What the exercise asks
Recast the lines from the very first one through the line containing "0, 327, 670, 446" as a two-column CSV with the headers request and answer. Give one row per request, put each field in quotation marks, and turn any line breaks into spaces.
:: Dataset
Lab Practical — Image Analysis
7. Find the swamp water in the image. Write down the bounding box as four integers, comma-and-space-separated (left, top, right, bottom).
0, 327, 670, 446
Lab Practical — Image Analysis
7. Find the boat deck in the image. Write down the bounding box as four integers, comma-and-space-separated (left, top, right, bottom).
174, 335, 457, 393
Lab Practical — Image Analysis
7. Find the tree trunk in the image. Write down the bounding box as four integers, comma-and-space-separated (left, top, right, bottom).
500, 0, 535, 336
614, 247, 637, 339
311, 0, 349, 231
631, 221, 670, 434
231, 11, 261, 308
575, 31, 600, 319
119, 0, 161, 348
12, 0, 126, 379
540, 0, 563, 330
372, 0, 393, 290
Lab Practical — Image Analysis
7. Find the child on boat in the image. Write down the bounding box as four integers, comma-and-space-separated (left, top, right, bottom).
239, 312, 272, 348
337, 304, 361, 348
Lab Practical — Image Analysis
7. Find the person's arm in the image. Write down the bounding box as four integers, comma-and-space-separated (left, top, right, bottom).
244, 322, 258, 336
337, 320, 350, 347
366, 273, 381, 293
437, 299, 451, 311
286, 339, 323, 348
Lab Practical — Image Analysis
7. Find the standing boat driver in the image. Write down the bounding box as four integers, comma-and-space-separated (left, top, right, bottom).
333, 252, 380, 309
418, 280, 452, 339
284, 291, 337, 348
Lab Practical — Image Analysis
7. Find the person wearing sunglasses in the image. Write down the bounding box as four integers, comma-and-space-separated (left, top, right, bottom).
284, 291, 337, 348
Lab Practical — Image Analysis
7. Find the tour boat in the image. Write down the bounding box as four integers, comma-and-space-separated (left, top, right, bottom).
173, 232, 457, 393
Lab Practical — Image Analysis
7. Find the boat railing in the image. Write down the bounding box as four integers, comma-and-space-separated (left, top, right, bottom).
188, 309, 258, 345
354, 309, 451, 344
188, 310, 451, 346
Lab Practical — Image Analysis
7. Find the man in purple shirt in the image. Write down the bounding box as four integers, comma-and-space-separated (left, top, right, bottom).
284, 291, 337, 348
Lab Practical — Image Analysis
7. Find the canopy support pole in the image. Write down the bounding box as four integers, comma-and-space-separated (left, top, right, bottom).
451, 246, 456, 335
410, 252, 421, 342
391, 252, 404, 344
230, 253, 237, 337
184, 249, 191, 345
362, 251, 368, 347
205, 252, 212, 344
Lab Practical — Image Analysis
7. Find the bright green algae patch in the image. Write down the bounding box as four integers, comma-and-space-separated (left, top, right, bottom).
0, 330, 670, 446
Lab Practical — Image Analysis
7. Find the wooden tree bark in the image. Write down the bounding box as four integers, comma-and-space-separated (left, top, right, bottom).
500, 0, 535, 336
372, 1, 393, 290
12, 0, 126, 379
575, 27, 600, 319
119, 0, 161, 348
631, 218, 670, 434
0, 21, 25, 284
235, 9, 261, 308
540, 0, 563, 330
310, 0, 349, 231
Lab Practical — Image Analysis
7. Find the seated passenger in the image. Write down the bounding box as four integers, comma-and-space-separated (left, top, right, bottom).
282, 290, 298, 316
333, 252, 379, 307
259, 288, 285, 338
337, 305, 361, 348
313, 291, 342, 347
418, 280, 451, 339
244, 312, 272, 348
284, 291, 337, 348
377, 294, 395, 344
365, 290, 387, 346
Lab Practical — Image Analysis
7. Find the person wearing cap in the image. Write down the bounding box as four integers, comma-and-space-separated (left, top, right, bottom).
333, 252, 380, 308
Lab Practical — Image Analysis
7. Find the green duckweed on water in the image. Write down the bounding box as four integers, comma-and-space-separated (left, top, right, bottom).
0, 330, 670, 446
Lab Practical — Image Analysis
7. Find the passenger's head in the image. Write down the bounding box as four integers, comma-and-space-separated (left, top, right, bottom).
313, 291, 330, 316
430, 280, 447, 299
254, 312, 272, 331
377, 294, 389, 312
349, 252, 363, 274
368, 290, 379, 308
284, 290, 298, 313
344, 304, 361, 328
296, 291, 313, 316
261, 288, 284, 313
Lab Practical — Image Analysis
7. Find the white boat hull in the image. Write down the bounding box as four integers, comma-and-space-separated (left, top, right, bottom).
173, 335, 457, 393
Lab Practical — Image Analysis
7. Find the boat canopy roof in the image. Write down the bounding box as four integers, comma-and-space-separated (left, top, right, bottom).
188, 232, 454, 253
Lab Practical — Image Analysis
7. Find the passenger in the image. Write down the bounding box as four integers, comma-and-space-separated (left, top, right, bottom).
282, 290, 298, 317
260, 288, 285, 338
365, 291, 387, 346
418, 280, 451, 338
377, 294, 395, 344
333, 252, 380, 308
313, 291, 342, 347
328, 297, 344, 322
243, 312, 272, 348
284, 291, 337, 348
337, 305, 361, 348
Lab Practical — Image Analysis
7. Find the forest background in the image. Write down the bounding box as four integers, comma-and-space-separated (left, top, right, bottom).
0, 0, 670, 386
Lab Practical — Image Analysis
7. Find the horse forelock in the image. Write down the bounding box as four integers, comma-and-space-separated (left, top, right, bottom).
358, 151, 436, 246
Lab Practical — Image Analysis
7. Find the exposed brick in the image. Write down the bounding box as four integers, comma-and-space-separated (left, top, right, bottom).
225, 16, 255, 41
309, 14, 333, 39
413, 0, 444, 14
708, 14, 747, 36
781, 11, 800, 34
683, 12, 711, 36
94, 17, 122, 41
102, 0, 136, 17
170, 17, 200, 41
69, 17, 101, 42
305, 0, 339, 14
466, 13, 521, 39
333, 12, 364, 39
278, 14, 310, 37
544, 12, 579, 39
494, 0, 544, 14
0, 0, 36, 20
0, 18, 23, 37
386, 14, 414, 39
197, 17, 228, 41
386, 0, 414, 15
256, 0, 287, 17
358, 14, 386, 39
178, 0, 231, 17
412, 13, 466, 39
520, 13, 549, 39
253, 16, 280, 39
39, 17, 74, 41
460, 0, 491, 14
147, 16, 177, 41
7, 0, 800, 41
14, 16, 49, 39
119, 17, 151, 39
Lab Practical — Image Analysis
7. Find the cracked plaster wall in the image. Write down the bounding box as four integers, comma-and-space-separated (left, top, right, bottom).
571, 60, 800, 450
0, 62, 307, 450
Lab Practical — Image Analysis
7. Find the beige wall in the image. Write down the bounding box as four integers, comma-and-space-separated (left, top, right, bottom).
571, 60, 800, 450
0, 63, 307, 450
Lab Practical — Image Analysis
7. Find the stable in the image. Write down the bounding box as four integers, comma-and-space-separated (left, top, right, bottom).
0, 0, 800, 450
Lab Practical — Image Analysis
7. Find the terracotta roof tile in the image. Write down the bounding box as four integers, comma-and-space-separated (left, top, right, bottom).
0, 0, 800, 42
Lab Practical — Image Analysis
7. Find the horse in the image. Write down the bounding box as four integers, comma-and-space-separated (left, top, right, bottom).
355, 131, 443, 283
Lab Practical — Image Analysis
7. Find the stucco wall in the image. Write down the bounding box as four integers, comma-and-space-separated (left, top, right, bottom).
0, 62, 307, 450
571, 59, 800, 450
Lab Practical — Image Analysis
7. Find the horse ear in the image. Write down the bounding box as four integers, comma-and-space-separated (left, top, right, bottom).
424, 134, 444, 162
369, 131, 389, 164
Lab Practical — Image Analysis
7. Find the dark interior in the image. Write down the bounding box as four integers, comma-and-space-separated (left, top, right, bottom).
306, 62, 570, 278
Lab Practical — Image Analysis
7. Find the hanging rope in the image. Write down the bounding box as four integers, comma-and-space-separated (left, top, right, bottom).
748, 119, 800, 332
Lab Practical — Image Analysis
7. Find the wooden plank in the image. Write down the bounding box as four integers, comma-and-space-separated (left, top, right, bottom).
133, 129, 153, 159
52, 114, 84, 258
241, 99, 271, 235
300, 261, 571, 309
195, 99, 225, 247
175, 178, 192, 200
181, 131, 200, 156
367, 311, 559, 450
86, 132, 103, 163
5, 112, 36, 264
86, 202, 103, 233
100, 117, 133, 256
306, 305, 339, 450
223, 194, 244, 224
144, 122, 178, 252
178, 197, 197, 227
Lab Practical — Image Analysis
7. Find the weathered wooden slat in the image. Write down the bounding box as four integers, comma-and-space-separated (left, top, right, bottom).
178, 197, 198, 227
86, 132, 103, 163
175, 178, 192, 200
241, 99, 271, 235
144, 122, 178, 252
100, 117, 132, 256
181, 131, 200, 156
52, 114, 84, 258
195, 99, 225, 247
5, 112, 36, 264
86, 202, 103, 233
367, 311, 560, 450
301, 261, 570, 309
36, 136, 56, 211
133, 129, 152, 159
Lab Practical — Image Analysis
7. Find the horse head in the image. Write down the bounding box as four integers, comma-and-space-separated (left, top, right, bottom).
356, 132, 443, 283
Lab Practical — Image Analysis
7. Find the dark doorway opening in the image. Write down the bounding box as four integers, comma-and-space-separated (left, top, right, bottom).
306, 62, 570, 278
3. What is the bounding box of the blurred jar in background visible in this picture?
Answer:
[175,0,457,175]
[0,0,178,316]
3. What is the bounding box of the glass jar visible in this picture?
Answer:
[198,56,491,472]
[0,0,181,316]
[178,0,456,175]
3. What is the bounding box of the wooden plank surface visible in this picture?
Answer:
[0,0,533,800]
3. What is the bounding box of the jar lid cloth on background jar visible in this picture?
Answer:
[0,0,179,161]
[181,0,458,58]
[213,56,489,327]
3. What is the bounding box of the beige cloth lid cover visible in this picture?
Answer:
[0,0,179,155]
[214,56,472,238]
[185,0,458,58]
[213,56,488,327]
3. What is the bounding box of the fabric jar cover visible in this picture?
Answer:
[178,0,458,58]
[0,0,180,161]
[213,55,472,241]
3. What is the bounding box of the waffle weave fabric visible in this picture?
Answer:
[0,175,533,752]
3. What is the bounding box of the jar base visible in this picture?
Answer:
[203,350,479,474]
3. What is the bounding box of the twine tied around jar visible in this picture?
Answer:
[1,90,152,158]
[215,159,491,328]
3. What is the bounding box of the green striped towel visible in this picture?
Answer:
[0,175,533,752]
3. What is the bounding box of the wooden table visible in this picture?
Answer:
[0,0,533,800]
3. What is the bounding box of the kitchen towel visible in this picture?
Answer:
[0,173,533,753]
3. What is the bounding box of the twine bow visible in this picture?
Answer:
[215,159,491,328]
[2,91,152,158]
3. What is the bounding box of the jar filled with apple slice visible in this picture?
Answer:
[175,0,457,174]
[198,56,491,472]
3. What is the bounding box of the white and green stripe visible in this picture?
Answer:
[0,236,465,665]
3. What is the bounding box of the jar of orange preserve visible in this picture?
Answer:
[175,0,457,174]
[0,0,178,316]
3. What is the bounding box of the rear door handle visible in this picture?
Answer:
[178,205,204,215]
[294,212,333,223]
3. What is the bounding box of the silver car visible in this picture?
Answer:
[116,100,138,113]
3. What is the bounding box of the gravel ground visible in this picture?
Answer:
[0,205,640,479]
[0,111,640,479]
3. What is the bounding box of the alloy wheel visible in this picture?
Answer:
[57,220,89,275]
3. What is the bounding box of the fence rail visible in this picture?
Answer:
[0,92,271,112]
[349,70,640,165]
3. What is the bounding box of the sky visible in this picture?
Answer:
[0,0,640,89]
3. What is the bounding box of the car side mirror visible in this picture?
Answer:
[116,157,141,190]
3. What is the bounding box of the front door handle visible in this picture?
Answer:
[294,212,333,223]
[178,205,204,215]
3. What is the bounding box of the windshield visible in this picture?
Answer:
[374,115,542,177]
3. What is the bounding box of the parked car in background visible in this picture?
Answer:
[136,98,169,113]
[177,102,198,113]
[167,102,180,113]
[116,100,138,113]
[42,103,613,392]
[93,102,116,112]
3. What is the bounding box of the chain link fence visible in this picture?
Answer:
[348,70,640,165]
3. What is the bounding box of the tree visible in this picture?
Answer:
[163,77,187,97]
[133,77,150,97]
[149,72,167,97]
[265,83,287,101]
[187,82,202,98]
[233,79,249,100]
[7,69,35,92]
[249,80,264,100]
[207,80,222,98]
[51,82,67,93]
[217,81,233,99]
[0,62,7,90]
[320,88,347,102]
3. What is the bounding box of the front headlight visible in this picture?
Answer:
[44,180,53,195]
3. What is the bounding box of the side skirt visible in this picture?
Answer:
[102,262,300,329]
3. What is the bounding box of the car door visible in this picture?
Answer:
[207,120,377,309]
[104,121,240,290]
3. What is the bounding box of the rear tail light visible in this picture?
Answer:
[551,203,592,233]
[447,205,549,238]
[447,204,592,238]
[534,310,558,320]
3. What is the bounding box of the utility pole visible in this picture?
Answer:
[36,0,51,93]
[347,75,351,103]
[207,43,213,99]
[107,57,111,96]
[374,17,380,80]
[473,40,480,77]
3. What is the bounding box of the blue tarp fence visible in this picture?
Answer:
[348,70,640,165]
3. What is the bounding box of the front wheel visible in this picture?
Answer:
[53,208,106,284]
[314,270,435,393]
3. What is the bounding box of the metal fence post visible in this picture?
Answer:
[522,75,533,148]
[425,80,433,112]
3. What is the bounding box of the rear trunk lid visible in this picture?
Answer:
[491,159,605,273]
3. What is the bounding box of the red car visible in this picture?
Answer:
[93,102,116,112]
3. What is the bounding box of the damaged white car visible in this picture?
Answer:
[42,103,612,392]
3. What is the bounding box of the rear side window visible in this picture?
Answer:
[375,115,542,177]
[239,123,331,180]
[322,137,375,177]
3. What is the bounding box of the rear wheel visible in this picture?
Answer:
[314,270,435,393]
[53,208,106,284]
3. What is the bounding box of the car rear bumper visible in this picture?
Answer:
::::
Solution
request,answer
"Lab Practical — Image Analysis 7. Find the swamp water in the image. Write down the bounding box as four integers, comma-and-space-separated (left, top, right, bottom).","0, 327, 670, 446"